### PROBLEM DETAILS
Retype each of the rows below without changing anything in them.

Named-object pointing rows
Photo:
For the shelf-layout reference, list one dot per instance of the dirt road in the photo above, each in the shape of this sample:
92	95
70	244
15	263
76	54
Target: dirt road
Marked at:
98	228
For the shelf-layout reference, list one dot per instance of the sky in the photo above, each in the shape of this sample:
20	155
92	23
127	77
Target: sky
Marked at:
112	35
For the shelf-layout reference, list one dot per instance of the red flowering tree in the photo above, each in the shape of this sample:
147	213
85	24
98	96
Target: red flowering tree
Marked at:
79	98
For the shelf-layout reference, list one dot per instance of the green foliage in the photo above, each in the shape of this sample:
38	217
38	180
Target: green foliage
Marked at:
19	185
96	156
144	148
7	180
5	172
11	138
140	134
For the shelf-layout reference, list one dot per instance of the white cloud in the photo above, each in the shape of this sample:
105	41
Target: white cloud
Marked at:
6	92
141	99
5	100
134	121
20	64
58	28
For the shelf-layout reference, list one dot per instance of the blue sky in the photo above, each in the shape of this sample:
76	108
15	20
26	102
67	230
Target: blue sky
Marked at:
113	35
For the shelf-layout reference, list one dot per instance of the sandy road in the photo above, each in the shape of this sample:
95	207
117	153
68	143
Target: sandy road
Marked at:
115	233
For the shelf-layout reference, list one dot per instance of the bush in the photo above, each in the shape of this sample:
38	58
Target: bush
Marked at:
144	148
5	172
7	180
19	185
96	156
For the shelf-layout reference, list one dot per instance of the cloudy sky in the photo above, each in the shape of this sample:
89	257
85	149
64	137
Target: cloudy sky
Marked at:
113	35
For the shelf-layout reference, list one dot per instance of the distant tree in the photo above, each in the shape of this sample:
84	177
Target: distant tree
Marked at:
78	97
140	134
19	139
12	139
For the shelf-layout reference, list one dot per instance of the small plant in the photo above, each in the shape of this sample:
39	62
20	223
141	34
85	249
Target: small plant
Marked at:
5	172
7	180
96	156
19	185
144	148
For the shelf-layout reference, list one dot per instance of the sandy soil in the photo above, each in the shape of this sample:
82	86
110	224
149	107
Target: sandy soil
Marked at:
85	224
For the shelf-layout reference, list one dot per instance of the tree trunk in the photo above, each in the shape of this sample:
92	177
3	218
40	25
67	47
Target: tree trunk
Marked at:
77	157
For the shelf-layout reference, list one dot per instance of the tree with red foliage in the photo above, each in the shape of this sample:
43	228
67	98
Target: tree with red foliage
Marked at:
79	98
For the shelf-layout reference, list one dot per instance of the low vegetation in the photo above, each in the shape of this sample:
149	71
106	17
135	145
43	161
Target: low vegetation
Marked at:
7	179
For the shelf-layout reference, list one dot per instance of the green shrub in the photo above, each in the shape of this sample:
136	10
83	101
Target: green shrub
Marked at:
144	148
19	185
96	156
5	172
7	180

### WRITTEN ANSWER
Photo:
For the shelf-layout reference, list one dot per instance of the dirt road in the photo above, each in the shape of this sample:
92	95
70	244
15	263
76	54
Target: dirt road
Marked at:
98	228
For the shelf-layout reference, list one dot per instance of the sky in the photo above, each in the shape of this sample:
20	155
92	23
127	77
Target: sky
Marked at:
112	35
For the shelf-layout reference, list one dot per instance of the red flowering tree in the photo above, each in the shape of this sample:
147	213
85	24
98	96
Target: red flowering tree
Marked at:
79	98
For the shelf-layout reference, list one dot per instance of the green foliage in the photo above, each in the shape of this sample:
38	217
38	180
Target: green foliage
Marked at:
19	185
96	156
144	148
7	180
5	172
11	138
140	134
For the shelf-layout reference, list one dot per instance of the white cloud in the photo above, each in the shape of this sample:
105	41
Target: white cloud
Marked at:
6	92
141	99
5	100
134	121
20	64
58	28
For the shelf-layout reference, list one dot per instance of the blue sky in the photo above, each in the shape of this sample:
76	108
15	20
26	102
67	230
Target: blue sky
Marked at:
113	35
For the shelf-layout reference, list one dot per instance of the sandy road in the photo above, each in the shape of this sample:
95	207
117	153
68	143
Target: sandy road
Marked at:
115	233
For the shelf-layout reference, list one dot per instance of the bush in the photo above, each in the shape of this sample:
38	58
Target: bush
Marked at:
144	148
5	172
7	180
19	185
96	156
For the shelf-layout reference, list one dot per instance of the cloudy sky in the photo above, each in the shape of this sample:
89	257
85	149
64	137
Target: cloudy sky
Marked at:
113	35
For the shelf-layout reference, list one dot per instance of the distant tree in the photo above, each in the shape of this sample:
84	177
Target: distant tree
Marked at:
78	97
140	134
19	139
12	139
For the shelf-layout reference, list one dot per instance of the small plant in the photo above, each in the shape of this sample:
39	62
20	223
141	34
85	249
Target: small plant
Marked at:
5	172
7	180
96	156
19	185
144	148
For the shelf-layout reference, list one dot per instance of the sandy soil in the photo above, each in the shape of this sample:
82	86
110	224
149	107
Target: sandy soil
Marked at:
85	224
For the shelf-layout reference, list one dot per instance of the tree trunk in the photo above, each in the shape of this sample:
92	177
3	218
40	25
67	47
Target: tree trunk
Marked at:
77	157
For the shelf-layout reference, list one dot per instance of the tree with red foliage in the photo above, each in the shape of this sample:
43	228
67	98
Target: tree with red foliage
Marked at:
79	98
For the shelf-layout reference, list one dot per instance of the low vegetation in the photo above, each in the shape of this sample:
149	71
106	17
135	145
43	161
Target: low vegetation
Marked at:
7	179
For the shelf-layout reference, list one dot per instance of the green shrub in the photo above, each in the shape of this sample:
136	10
83	101
Target: green shrub
Marked at:
144	148
19	185
96	156
5	172
7	180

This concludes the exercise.